Wednesday, March 7

Could This be the End of 'No Ordinary Moments'?




“Those who think they have not time for bodily exercise will sooner or later have to find time for illness."
 
- Lord Edward Stanley

The Paradigm Shift…
Today as I write this, it's Monday 5th March, 2012.  A paradigm shift is happening and I know now what I need to do - what feels right for my life at this point in time. 

I’m just not sure yet where to begin.  This morning I’m suffering from overthinking.  An annoying tendency I have which rears its’ ugly head every so often.  So for me, the best way to stop overthinking and begin doing, is to put it into words and usually what happens during this process is that the pieces of the puzzle and all those thoughts floating and swimming around in my head, begin to make sense and I can then see some pattern, so that order begins to emerge.

Now I’m sounding like a broken record.  My blog is all about ‘health and fitness’, but my posts of the last six months, even though touching on this, haven’t been definitive in regard to specifics of my fitness journey, as they originally began nearly three years ago.  I have no further (fitness) insights to share with you, because I’ve reached the end of that particular road. 
I am about to embark on another slightly different road. Health and fitness is still part of that, but it becomes only one part of the equation.  Its’ importance hasn’t changed, however, but how I ‘do’ health and fitness has…is changing.  I can see clearly now how it is a part, no less important, of the bigger picture of life.

I remember the first shift.   I embarked on my Ideal Bodies Online journey back in July 2008…major shift.  I was not in a good place.  Going forward just a little to January 2009, life had changed for the better and I grabbed it with everything I had.  Doors opened and I had a new body; new confidence (my old self); increased health and fitness; new plans and limitless opportunity.  My learning curve grew exponentially and in that process I learned a lot about myself and what I was capable of.

* **SUPPLIED INFORMATION**:
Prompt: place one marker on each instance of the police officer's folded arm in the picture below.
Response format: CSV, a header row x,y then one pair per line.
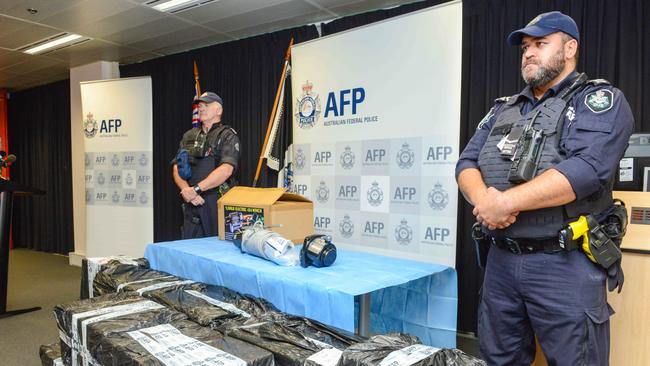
x,y
597,142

* **WHAT THE TASK REQUIRES**: Retype the blog post word for word, starting with "I am about to" and going on through "was capable of.".

* **FINISHED EXERCISE**:
I am about to embark on another slightly different road. Health and fitness is still part of that, but it becomes only one part of the equation.  Its’ importance hasn’t changed, however, but how I ‘do’ health and fitness has…is changing.  I can see clearly now how it is a part, no less important, of the bigger picture of life.

I remember the first shift.   I embarked on my Ideal Bodies Online journey back in July 2008…major shift.  I was not in a good place.  Going forward just a little to January 2009, life had changed for the better and I grabbed it with everything I had.  Doors opened and I had a new body; new confidence (my old self); increased health and fitness; new plans and limitless opportunity.  My learning curve grew exponentially and in that process I learned a lot about myself and what I was capable of.